**WORK INSTRUCTIONS:** Switch "the researcher" to "the annotator" throughout the records below, and leave everything else unchanged.

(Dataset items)

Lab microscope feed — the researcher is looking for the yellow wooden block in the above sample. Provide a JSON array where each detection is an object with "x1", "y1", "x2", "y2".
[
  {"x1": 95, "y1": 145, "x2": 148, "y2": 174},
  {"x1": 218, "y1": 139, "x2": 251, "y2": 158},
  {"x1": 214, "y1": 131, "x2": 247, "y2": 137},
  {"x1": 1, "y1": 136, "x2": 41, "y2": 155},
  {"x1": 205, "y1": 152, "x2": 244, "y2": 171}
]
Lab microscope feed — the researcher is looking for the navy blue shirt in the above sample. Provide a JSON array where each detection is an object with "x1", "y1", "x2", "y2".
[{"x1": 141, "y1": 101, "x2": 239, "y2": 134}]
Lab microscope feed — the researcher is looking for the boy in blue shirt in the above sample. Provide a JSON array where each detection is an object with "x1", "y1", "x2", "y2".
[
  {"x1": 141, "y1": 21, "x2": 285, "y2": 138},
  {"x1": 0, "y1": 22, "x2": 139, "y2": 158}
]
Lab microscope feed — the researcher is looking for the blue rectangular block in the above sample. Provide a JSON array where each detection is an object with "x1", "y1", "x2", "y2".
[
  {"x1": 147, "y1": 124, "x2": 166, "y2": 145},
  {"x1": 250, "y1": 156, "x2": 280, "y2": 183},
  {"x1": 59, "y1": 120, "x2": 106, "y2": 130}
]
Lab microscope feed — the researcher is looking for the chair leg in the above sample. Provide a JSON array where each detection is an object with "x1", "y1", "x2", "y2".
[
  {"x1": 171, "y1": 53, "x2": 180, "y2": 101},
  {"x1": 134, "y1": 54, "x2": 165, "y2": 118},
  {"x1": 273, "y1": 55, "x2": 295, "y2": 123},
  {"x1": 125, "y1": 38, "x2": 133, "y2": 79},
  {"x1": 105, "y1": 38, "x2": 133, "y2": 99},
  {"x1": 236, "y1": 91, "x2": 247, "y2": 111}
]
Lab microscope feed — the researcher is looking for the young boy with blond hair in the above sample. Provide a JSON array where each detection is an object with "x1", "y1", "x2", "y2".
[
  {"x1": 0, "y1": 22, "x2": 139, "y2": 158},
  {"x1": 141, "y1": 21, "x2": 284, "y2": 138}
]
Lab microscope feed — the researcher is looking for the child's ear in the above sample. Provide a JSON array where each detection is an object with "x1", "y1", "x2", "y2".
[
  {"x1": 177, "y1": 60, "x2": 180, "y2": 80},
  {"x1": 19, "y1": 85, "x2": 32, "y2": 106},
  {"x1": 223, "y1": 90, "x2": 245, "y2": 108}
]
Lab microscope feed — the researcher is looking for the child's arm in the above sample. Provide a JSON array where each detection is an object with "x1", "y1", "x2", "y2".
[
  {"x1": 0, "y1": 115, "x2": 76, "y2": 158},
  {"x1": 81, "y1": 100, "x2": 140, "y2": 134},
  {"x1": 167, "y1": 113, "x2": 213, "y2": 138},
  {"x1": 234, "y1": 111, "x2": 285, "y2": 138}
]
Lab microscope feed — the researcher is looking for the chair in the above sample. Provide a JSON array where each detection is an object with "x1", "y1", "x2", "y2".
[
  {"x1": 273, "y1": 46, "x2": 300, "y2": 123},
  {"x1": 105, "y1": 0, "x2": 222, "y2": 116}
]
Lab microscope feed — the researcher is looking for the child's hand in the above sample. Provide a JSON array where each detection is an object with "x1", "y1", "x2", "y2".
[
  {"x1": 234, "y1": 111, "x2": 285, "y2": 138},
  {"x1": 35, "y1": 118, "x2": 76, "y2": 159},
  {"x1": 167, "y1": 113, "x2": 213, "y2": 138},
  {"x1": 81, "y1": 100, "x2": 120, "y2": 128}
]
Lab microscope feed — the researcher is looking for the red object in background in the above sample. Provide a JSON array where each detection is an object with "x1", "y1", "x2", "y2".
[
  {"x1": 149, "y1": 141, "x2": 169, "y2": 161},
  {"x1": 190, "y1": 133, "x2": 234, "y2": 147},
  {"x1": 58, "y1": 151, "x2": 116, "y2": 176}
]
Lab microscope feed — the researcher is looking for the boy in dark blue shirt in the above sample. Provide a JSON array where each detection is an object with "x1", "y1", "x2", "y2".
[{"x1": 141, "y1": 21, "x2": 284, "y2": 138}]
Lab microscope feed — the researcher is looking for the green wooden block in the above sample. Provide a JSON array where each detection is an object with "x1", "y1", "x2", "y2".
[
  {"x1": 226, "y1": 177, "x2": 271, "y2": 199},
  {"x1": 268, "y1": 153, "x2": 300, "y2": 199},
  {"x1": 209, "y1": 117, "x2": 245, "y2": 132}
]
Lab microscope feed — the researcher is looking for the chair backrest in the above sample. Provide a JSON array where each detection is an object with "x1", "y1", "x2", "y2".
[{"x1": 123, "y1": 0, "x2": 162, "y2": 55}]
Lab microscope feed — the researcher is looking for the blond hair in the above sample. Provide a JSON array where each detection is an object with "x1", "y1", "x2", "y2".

**FINISHED ANSWER:**
Lab microscope feed — the annotator is looking for the yellow wooden block in the above sample. Provide a JSON array where each detection is an object with "x1", "y1", "x2", "y2".
[
  {"x1": 95, "y1": 145, "x2": 148, "y2": 174},
  {"x1": 218, "y1": 139, "x2": 251, "y2": 158},
  {"x1": 214, "y1": 131, "x2": 247, "y2": 137},
  {"x1": 1, "y1": 136, "x2": 41, "y2": 155},
  {"x1": 205, "y1": 152, "x2": 244, "y2": 171}
]
Lab microscope feed — the annotator is looking for the navy blue shirt in the above sample. Provide a JSON array where each detection is an object with "x1", "y1", "x2", "y2".
[{"x1": 141, "y1": 101, "x2": 239, "y2": 134}]
Lab microscope feed — the annotator is looking for the boy in blue shirt in the above sample. Provide a JSON array where each detection is an object with "x1", "y1", "x2", "y2".
[
  {"x1": 141, "y1": 21, "x2": 285, "y2": 138},
  {"x1": 0, "y1": 22, "x2": 139, "y2": 158}
]
Lab microscope feed — the annotator is looking for the blue rectangular block in the above sample. Provide a JSON array where each detection is an object with "x1", "y1", "x2", "y2".
[
  {"x1": 147, "y1": 124, "x2": 166, "y2": 145},
  {"x1": 250, "y1": 156, "x2": 280, "y2": 183},
  {"x1": 59, "y1": 120, "x2": 106, "y2": 130}
]
Lab microscope feed — the annotator is looking for the chair leg in the above sample. Provide a JSON array where each detection is an object with "x1", "y1", "x2", "y2".
[
  {"x1": 171, "y1": 53, "x2": 180, "y2": 101},
  {"x1": 134, "y1": 54, "x2": 165, "y2": 118},
  {"x1": 273, "y1": 55, "x2": 295, "y2": 123},
  {"x1": 125, "y1": 38, "x2": 133, "y2": 79},
  {"x1": 105, "y1": 38, "x2": 133, "y2": 99},
  {"x1": 236, "y1": 91, "x2": 247, "y2": 111}
]
Lab microscope feed — the annotator is looking for the young boy with blond hair in the above sample. Provide a JSON array where each detection is an object with "x1", "y1", "x2", "y2".
[
  {"x1": 0, "y1": 22, "x2": 139, "y2": 158},
  {"x1": 141, "y1": 21, "x2": 284, "y2": 138}
]
Lab microscope feed — the annotator is looking for the child's ear in the above sample. Provide a JSON array where each detection is an object with "x1", "y1", "x2", "y2".
[
  {"x1": 177, "y1": 60, "x2": 180, "y2": 80},
  {"x1": 19, "y1": 85, "x2": 32, "y2": 106},
  {"x1": 223, "y1": 90, "x2": 245, "y2": 108}
]
Lab microscope feed — the annotator is looking for the child's arm in the above sample. Provide a JSON array where each detection is an object with "x1", "y1", "x2", "y2".
[
  {"x1": 0, "y1": 115, "x2": 76, "y2": 158},
  {"x1": 81, "y1": 100, "x2": 140, "y2": 134},
  {"x1": 167, "y1": 113, "x2": 213, "y2": 138},
  {"x1": 234, "y1": 111, "x2": 285, "y2": 138}
]
Lab microscope feed — the annotator is looking for the chair in the above sample. Provide a JSON array where each detection is an object with "x1", "y1", "x2", "y2".
[
  {"x1": 273, "y1": 46, "x2": 300, "y2": 123},
  {"x1": 105, "y1": 0, "x2": 222, "y2": 116}
]
Lab microscope feed — the annotator is looking for the child's hand in the above sample. Provide a JSON array where each detection is an object with "x1", "y1", "x2", "y2".
[
  {"x1": 234, "y1": 111, "x2": 285, "y2": 138},
  {"x1": 35, "y1": 118, "x2": 76, "y2": 159},
  {"x1": 167, "y1": 113, "x2": 213, "y2": 138},
  {"x1": 81, "y1": 100, "x2": 120, "y2": 128}
]
Lab microscope feed — the annotator is looking for the red object in background in the above sample. Provide a JSON array where each detection is an object with "x1", "y1", "x2", "y2".
[
  {"x1": 149, "y1": 141, "x2": 169, "y2": 161},
  {"x1": 190, "y1": 133, "x2": 234, "y2": 147},
  {"x1": 58, "y1": 151, "x2": 116, "y2": 176}
]
Lab microscope feed — the annotator is looking for the boy in dark blue shirt in the above sample. Provide a JSON array where each detection is an object with "x1", "y1", "x2", "y2".
[{"x1": 141, "y1": 21, "x2": 284, "y2": 138}]
Lab microscope feed — the annotator is looking for the green wooden block in the above sample. Provide a JSON array where each detection is an object with "x1", "y1", "x2", "y2".
[
  {"x1": 226, "y1": 177, "x2": 271, "y2": 199},
  {"x1": 268, "y1": 153, "x2": 300, "y2": 199},
  {"x1": 209, "y1": 117, "x2": 245, "y2": 132}
]
Lab microscope feed — the annotator is looking for the chair backrest in the above sample. Provide a JSON array where each detection is an object with "x1", "y1", "x2", "y2".
[{"x1": 123, "y1": 0, "x2": 162, "y2": 55}]
Lab microscope feed — the annotator is looking for the blond hair in the above sample. Provide a JSON array where each detection is an object with "x1", "y1", "x2", "y2".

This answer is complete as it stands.